## [Problema posto]
Riporta senza modifiche le righe dei dati che vanno da quella contenente "layer**, I would be grateful." fino alla fine dei dati, estremi inclusi.
== Voci ==
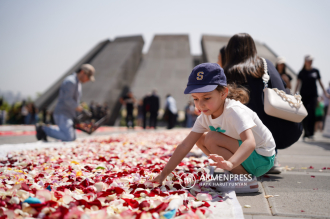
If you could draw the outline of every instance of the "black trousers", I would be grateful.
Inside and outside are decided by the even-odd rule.
[[[158,112],[150,112],[149,126],[156,128]]]
[[[147,126],[147,111],[143,111],[143,128],[146,129]]]
[[[176,124],[176,116],[177,116],[177,114],[173,114],[171,111],[168,112],[167,129],[174,128],[174,126]]]
[[[317,97],[302,97],[302,101],[308,113],[306,118],[302,121],[305,132],[304,137],[311,137],[314,135]]]
[[[134,128],[133,111],[132,112],[130,112],[130,111],[127,112],[127,115],[126,115],[126,126],[127,126],[127,128],[129,128],[130,126],[132,126],[132,128]]]

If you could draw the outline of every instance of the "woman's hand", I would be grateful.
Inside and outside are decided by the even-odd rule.
[[[224,170],[231,171],[234,167],[232,162],[225,160],[222,156],[217,154],[210,154],[208,158],[211,158],[215,163],[211,163],[210,166],[216,166]]]
[[[166,176],[164,176],[163,172],[161,172],[158,176],[156,176],[153,180],[151,180],[151,182],[156,182],[162,185],[165,178]]]

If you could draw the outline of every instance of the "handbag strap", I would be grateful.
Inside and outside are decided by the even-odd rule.
[[[264,75],[262,76],[262,81],[264,82],[264,88],[268,88],[268,81],[270,79],[270,76],[267,71],[267,62],[266,59],[261,58],[263,64],[264,64]]]

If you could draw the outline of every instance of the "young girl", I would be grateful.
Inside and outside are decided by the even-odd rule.
[[[233,174],[261,176],[274,165],[275,141],[271,132],[255,112],[242,104],[248,101],[248,93],[227,86],[218,64],[196,66],[184,93],[191,94],[201,115],[154,181],[162,184],[195,144],[215,161],[213,166]],[[258,187],[246,189],[258,191]]]

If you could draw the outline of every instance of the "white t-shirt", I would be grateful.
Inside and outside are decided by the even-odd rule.
[[[251,129],[256,141],[256,152],[270,157],[275,154],[275,141],[272,133],[262,123],[258,115],[241,102],[227,98],[223,113],[215,119],[202,113],[198,116],[193,132],[221,132],[229,137],[241,140],[240,134]]]

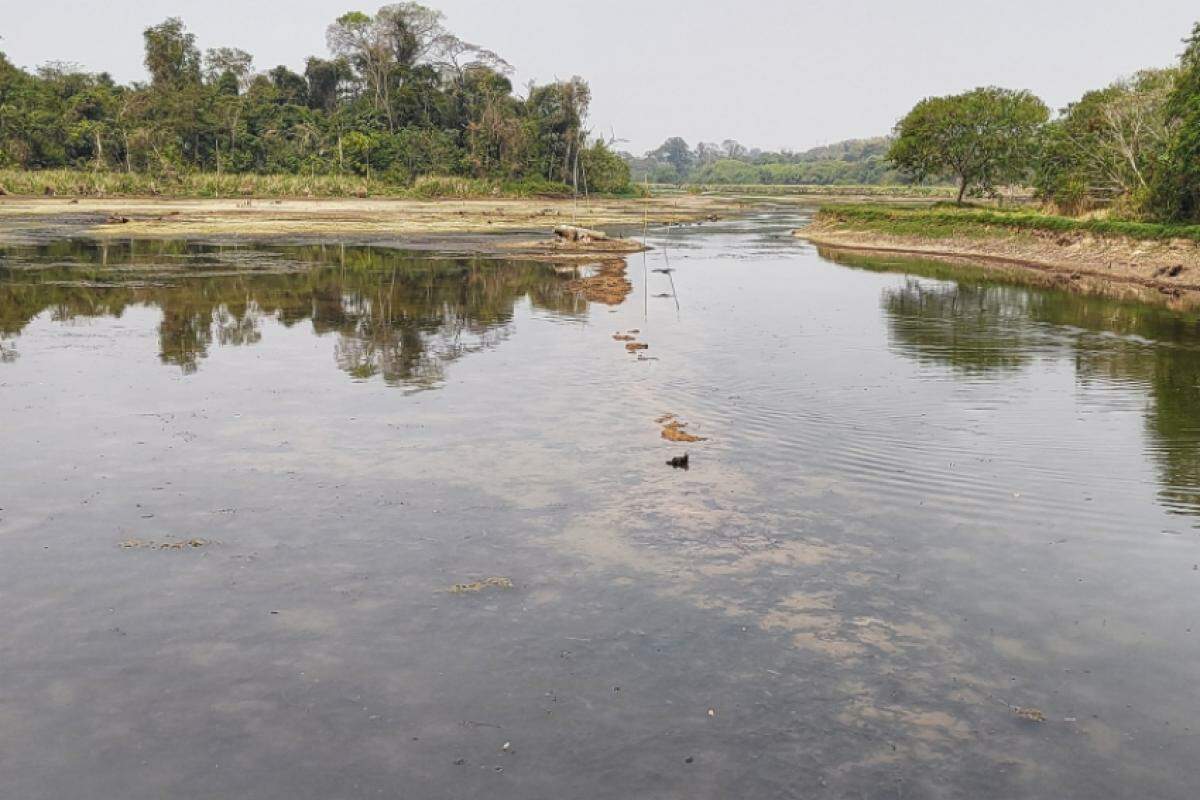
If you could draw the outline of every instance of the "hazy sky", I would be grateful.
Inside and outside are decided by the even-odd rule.
[[[325,54],[325,28],[380,0],[0,0],[16,64],[74,61],[143,79],[142,29],[182,17],[202,48],[250,50],[258,68]],[[580,74],[593,128],[636,152],[668,136],[804,149],[886,133],[917,100],[983,84],[1052,108],[1170,64],[1195,0],[428,0],[515,83]]]

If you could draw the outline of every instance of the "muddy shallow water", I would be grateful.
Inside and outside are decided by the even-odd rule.
[[[798,222],[5,251],[2,794],[1194,796],[1200,317]]]

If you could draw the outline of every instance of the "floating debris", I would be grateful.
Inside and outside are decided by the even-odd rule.
[[[456,583],[450,591],[456,595],[474,595],[484,591],[485,589],[511,589],[512,581],[509,578],[484,578],[482,581],[475,581],[474,583]]]
[[[674,414],[660,416],[655,420],[655,422],[662,426],[662,438],[667,441],[708,441],[703,437],[696,437],[684,431],[684,428],[688,427],[688,423],[682,422]]]
[[[142,539],[126,539],[120,543],[125,551],[186,551],[208,547],[212,542],[206,539],[188,539],[181,542],[152,542]]]

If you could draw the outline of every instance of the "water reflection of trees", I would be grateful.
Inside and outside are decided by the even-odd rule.
[[[1200,313],[964,277],[936,263],[836,260],[926,278],[883,293],[893,344],[907,356],[998,377],[1043,355],[1069,355],[1080,381],[1146,391],[1160,498],[1200,515]]]
[[[354,378],[422,387],[440,381],[448,363],[502,341],[522,299],[560,315],[586,311],[566,278],[538,263],[178,242],[59,242],[22,255],[24,265],[0,269],[0,342],[47,311],[65,321],[149,305],[162,312],[160,357],[187,373],[214,342],[258,343],[270,318],[336,336],[337,365]],[[0,357],[14,354],[5,342]]]

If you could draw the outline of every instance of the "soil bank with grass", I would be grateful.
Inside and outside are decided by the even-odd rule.
[[[823,206],[796,235],[829,248],[1021,269],[1081,290],[1097,281],[1163,294],[1200,290],[1200,225],[872,204]]]

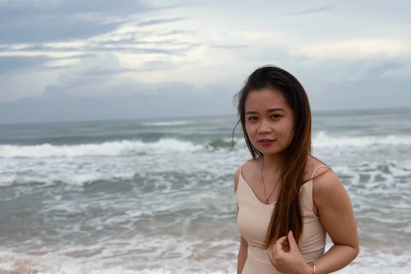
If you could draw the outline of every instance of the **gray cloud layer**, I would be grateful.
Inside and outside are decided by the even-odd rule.
[[[411,106],[410,2],[258,2],[0,1],[0,123],[234,112],[266,64],[314,110]]]

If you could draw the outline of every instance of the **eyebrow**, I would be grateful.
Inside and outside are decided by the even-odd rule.
[[[273,112],[275,111],[283,111],[285,112],[284,110],[283,110],[282,108],[270,108],[269,110],[267,110],[267,112]],[[247,111],[247,112],[245,112],[245,115],[248,115],[248,114],[256,114],[257,112],[253,111],[253,110],[249,110]]]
===
## [Soluzione scritta]
If you could draw the outline of every instance of the **gray cloud layer**, I would be grateful.
Inside and outside are decided by the even-odd rule.
[[[411,106],[410,2],[258,2],[0,1],[0,123],[234,112],[266,64],[314,110]]]

If you could draw the outline of every instance of the **eyebrow**, I would be grateful.
Inside and outside are decided by the even-odd rule.
[[[273,112],[275,111],[283,111],[285,112],[284,110],[283,110],[282,108],[270,108],[269,110],[267,110],[267,112]],[[247,111],[247,112],[245,112],[245,115],[248,115],[248,114],[256,114],[257,112],[253,111],[253,110],[249,110]]]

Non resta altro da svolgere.